━━━ Extrait du document ━━━

En Europe, une autre conséquence de cette logique de ghetto volontaire, consiste, au nom de la « défense du droit des minorités à revendiquer, pour les membres de la Oumma désireux de ne pas être « contaminés », la constitution de partis politiques islamiques ou, si cela n’est pas encore applicable techniquement, des listes et programmes électoraux destinés à relayer les revendications communautaristes séparées.
Là aussi, les Britanniques ont été les pionniers en la matière. Depuis la fin des années 1970 déjà, de nombreux élus du parti de gouvernement travailliste Labour ou d’autres formations de gauche plus radicale ont courtisé les suffrages des islamistes. Les élus travaillistes au Parlement, soucieux de s’attirer les grâces des électeurs musulmans fondamentalistes, ont même parfois servi de relais aux thèses du FIS algérien, largement représenté en Angleterre, tandis que des courants trotskistes ont carrément fait alliance depuis les années 2000 avec les courants islamistes les plus radicaux (voir infra ).

━━━

__Consigne__.
Reproduisez fidèlement le passage de l'extrait sur le vote islamiste qui va de « Là aussi, les » jusqu'à « (voir infra ). ». Les entrées proviennent d'une source distincte de l'extrait.

━━━ Entrées de données ━━━

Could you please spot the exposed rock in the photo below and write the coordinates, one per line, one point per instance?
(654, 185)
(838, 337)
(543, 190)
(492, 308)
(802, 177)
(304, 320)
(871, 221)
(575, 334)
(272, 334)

━━━
━━━ Entrées de données ━━━

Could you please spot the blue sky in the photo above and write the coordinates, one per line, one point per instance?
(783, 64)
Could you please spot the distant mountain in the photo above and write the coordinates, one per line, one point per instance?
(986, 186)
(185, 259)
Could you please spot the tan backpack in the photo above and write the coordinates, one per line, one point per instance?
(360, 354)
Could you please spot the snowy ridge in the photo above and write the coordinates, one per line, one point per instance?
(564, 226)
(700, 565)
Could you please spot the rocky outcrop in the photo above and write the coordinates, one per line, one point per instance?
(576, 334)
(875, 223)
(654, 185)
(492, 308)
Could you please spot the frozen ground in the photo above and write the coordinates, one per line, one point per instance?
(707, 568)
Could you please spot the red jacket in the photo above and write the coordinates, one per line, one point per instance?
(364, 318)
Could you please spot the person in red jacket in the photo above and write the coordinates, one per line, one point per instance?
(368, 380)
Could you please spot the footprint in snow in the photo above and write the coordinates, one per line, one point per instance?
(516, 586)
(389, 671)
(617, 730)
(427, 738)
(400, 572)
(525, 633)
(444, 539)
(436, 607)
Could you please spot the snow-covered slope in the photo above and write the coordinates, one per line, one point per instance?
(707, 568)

━━━

__Résultat__.
Là aussi, les Britanniques ont été les pionniers en la matière. Depuis la fin des années 1970 déjà, de nombreux élus du parti de gouvernement travailliste Labour ou d’autres formations de gauche plus radicale ont courtisé les suffrages des islamistes. Les élus travaillistes au Parlement, soucieux de s’attirer les grâces des électeurs musulmans fondamentalistes, ont même parfois servi de relais aux thèses du FIS algérien, largement représenté en Angleterre, tandis que des courants trotskistes ont carrément fait alliance depuis les années 2000 avec les courants islamistes les plus radicaux (voir infra ).